Kalau dalam meraih kebangkitan Islam ini kita menghadapi musuh dari luar, itu suatu hal yang wajar. Sesuai dengan sunnah pertarungan antara haq dan yang batil. Namun kami merasa sangat prihatin jika musuh itu datang dari dalam tubuh umat Islam itu sendiri. Tiap jamaah Islam yang satu dengan lainnya saling menjatuhkan. Padahal metode dakwah tiap jamaah Islam adalah ijtihad masing-masing jamaah, sesuai dengan penentuan sasaran, skala prioritas dan tahapannya.
1. Jenis-jenis Perbedaan dan Penyikapannya
Memang sikap dakwah yang mudah menghukumi, menyesat-nyesatkan, membid’ah-bid’ahkan, mengkafir-kafirkan kelompok lain yang berbeda seharusnya dihindari oleh umat Islam. Apalagi perbedaan itu hanya permasalahan yang bersifat cabang (furu’) dan bukan permasalahan yang prinsip (ushul). Padahal permasalahan cabang (furu’) terkadang hanya disebabkan perbedaan pemahaman terhadap dalil maupun pelaksanaannya. Sebagian besar ulama menganggap bahwa masalah yang masuk kategori cabang, mustahil mencapai ijma’ (kesepakatan jumhur ulama-red).
Oleh karena itu tak perlu kita menyikapi sampai dengan cara sekasar itu karena sikap kita untuk perbedaan dalam masalah furu’/cabang masih ditolerir. Sedangkan sering kita temui tuduhan-tuduhan yang kasar dan ‘berbahaya’ mulai yang ringan seperti tuduhan orang yang melakukan qunut subuh dianggap melakukan bid’ah, yang terawih 23 rakaat dianggap ahlul bid’ah, sampai yang parah sampai berkoar-koar mengkafir-kafirkan, menyesat-nyesatkan aktifis harakah, Ikhwanul Muslimin, MMI, PKS, bahkan Hizbut Tahrir, Jamaah Tabligh pun kecipratan cap ‘sesat’, juga saudara-saudara kita umat Islam lainnya yang tidak sefaham.

**Kutipan Catatan**
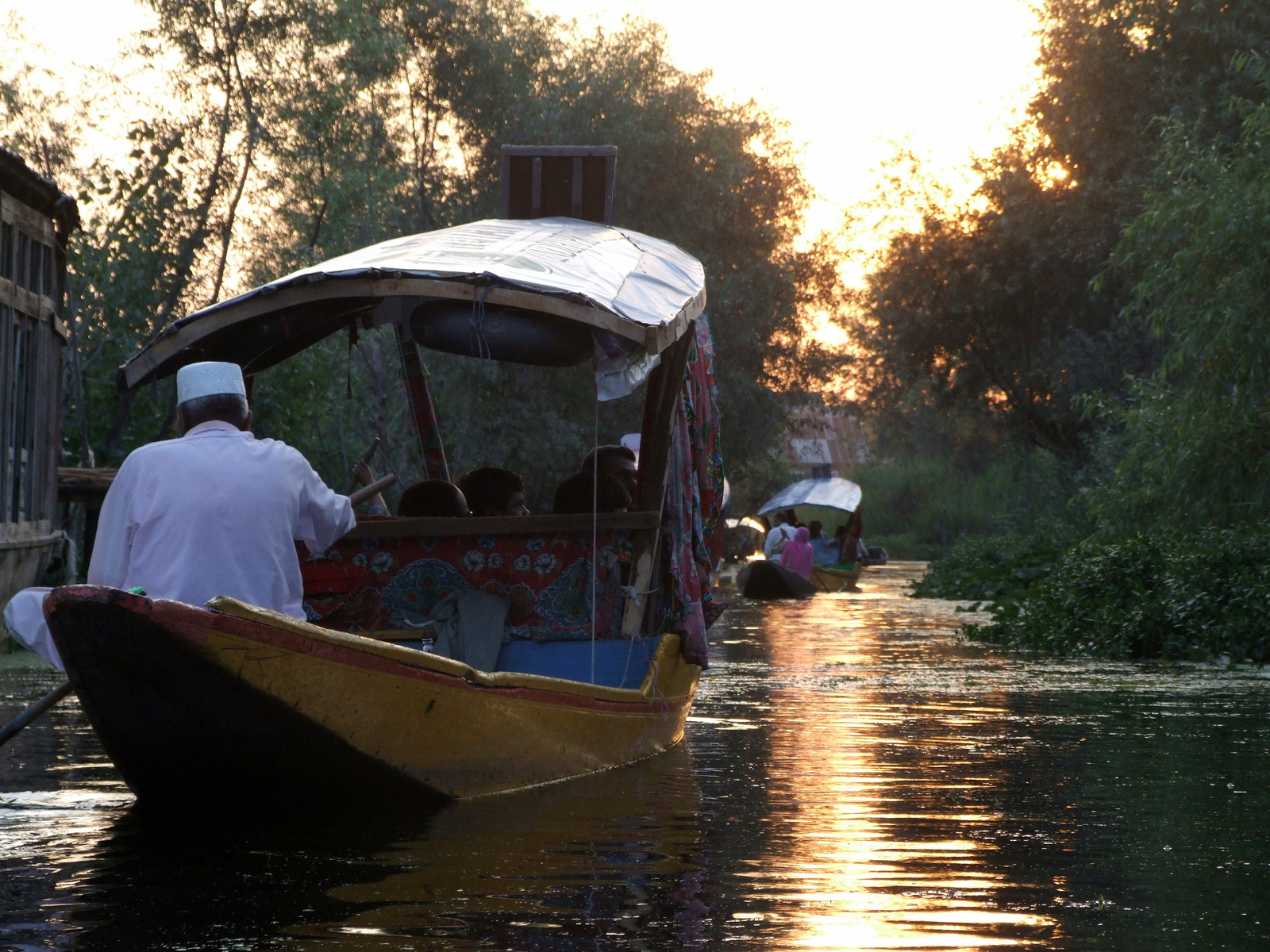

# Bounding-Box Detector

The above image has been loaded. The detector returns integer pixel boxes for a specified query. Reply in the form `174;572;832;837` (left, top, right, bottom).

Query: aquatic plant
914;523;1270;662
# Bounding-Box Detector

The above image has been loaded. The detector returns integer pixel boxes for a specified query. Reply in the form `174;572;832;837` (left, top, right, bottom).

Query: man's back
87;420;356;618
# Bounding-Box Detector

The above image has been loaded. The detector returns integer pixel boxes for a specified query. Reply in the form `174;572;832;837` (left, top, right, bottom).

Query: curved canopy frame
119;218;706;390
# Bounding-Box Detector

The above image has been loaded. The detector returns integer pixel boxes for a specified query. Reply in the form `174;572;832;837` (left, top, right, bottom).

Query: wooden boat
811;562;864;592
737;559;818;601
46;205;720;804
48;585;701;804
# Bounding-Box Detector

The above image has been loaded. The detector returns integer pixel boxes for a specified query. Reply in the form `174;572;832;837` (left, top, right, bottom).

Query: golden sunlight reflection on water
748;582;1054;950
0;563;1270;952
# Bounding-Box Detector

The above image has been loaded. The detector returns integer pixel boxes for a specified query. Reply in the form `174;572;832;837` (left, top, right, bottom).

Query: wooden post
392;324;449;481
622;324;696;637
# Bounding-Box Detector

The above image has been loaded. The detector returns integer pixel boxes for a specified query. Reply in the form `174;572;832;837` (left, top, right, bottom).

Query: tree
5;0;841;504
852;0;1270;468
1088;71;1270;531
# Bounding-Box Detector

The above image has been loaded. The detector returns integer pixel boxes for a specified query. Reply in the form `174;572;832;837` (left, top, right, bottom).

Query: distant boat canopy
758;476;862;516
119;218;706;400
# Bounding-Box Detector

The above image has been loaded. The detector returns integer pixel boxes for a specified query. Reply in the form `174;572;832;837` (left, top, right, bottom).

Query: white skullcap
176;360;246;404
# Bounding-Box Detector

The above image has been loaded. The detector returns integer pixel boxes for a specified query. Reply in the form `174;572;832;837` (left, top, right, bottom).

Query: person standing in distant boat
781;525;811;579
764;510;798;559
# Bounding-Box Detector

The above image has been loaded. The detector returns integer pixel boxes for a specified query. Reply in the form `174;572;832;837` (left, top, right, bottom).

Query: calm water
0;565;1270;952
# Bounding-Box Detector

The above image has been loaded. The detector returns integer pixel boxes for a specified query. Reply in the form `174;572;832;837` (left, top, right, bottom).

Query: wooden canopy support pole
392;324;449;481
622;324;696;637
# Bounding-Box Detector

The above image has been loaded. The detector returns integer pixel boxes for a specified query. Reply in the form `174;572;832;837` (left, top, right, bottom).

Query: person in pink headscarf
781;525;814;579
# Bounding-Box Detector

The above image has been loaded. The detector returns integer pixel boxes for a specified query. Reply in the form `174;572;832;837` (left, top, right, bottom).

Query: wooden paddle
348;472;396;505
0;681;71;747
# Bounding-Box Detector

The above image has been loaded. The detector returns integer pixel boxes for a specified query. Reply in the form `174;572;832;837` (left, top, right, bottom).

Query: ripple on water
0;565;1270;950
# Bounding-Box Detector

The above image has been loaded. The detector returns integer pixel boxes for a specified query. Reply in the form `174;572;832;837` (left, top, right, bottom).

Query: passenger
781;525;811;579
459;466;529;516
834;509;862;565
582;446;639;502
764;509;798;559
808;519;841;565
551;470;631;516
398;480;471;519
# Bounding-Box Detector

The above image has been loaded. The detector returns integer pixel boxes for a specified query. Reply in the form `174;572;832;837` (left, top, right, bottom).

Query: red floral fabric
663;315;725;668
300;525;627;641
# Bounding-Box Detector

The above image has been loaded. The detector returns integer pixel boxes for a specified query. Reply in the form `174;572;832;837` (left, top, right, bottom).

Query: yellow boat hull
46;585;701;800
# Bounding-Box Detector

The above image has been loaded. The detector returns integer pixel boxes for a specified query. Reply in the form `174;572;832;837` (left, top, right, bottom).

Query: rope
468;284;491;360
591;393;599;684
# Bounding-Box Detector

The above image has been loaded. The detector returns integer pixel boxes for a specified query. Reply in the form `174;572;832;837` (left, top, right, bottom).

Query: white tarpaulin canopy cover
273;218;706;326
758;476;862;516
122;218;706;398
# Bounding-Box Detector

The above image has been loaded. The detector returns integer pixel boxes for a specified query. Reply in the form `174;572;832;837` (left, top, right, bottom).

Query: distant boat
737;559;818;599
758;476;868;592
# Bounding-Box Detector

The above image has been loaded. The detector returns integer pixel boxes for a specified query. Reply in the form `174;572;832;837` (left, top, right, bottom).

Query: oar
348;472;396;505
0;681;71;747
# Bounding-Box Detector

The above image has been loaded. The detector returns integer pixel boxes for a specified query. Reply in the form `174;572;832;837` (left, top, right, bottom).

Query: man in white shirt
5;362;357;660
764;510;798;559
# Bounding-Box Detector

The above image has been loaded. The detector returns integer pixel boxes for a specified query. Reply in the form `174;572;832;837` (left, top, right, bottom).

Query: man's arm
87;455;137;589
294;451;357;552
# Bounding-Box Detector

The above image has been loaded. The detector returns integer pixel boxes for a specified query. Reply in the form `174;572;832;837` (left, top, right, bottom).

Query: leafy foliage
1087;68;1270;532
967;523;1270;662
852;0;1270;471
0;0;842;504
913;525;1065;606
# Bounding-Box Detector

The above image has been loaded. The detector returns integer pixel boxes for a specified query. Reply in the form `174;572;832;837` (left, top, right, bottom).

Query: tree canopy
852;0;1270;477
0;0;841;510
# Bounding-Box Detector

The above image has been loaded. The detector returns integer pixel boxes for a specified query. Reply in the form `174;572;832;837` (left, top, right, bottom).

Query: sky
0;0;1037;242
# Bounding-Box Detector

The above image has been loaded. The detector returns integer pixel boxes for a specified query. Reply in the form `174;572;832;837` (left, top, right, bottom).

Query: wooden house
0;148;80;622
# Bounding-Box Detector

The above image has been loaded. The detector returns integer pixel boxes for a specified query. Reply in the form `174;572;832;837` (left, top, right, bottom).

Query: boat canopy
758;476;862;516
119;218;706;400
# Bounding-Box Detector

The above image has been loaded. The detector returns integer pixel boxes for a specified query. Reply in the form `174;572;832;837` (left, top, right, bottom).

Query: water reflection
0;566;1270;952
733;599;1054;950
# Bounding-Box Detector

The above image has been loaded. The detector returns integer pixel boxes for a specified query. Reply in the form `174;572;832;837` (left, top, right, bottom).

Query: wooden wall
0;182;66;601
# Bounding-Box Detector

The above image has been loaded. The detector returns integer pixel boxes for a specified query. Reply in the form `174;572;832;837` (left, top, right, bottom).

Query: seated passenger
398;480;471;519
459;466;529;516
551;470;631;516
582;447;639;502
781;525;811;579
808;519;841;565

**Tugas Latihan**
- 1) Tuliskan ulang seluruh teks bacaan persis tanpa satu perubahan pun.
- 2) Kembalikan baris-baris catatan secara utuh, mulai dari awal catatan sampai baris yang memuat "48;585;701;804", termasuk kedua ujungnya. Mohon jangan sertakan gambarnya dalam jawaban.
Teks bacaan dan catatan diambil dari sumber yang berlainan.

**Jawaban yang Diharapkan**
- 1)
Kalau dalam meraih kebangkitan Islam ini kita menghadapi musuh dari luar, itu suatu hal yang wajar. Sesuai dengan sunnah pertarungan antara haq dan yang batil. Namun kami merasa sangat prihatin jika musuh itu datang dari dalam tubuh umat Islam itu sendiri. Tiap jamaah Islam yang satu dengan lainnya saling menjatuhkan. Padahal metode dakwah tiap jamaah Islam adalah ijtihad masing-masing jamaah, sesuai dengan penentuan sasaran, skala prioritas dan tahapannya.
1. Jenis-jenis Perbedaan dan Penyikapannya
Memang sikap dakwah yang mudah menghukumi, menyesat-nyesatkan, membid’ah-bid’ahkan, mengkafir-kafirkan kelompok lain yang berbeda seharusnya dihindari oleh umat Islam. Apalagi perbedaan itu hanya permasalahan yang bersifat cabang (furu’) dan bukan permasalahan yang prinsip (ushul). Padahal permasalahan cabang (furu’) terkadang hanya disebabkan perbedaan pemahaman terhadap dalil maupun pelaksanaannya. Sebagian besar ulama menganggap bahwa masalah yang masuk kategori cabang, mustahil mencapai ijma’ (kesepakatan jumhur ulama-red).
Oleh karena itu tak perlu kita menyikapi sampai dengan cara sekasar itu karena sikap kita untuk perbedaan dalam masalah furu’/cabang masih ditolerir. Sedangkan sering kita temui tuduhan-tuduhan yang kasar dan ‘berbahaya’ mulai yang ringan seperti tuduhan orang yang melakukan qunut subuh dianggap melakukan bid’ah, yang terawih 23 rakaat dianggap ahlul bid’ah, sampai yang parah sampai berkoar-koar mengkafir-kafirkan, menyesat-nyesatkan aktifis harakah, Ikhwanul Muslimin, MMI, PKS, bahkan Hizbut Tahrir, Jamaah Tabligh pun kecipratan cap ‘sesat’, juga saudara-saudara kita umat Islam lainnya yang tidak sefaham.

- 2)
# Bounding-Box Detector

The above image has been loaded. The detector returns integer pixel boxes for a specified query. Reply in the form `174;572;832;837` (left, top, right, bottom).

Query: aquatic plant
914;523;1270;662
# Bounding-Box Detector

The above image has been loaded. The detector returns integer pixel boxes for a specified query. Reply in the form `174;572;832;837` (left, top, right, bottom).

Query: man's back
87;420;356;618
# Bounding-Box Detector

The above image has been loaded. The detector returns integer pixel boxes for a specified query. Reply in the form `174;572;832;837` (left, top, right, bottom).

Query: curved canopy frame
119;218;706;390
# Bounding-Box Detector

The above image has been loaded. The detector returns integer pixel boxes for a specified query. Reply in the form `174;572;832;837` (left, top, right, bottom).

Query: wooden boat
811;562;864;592
737;559;818;601
46;205;720;804
48;585;701;804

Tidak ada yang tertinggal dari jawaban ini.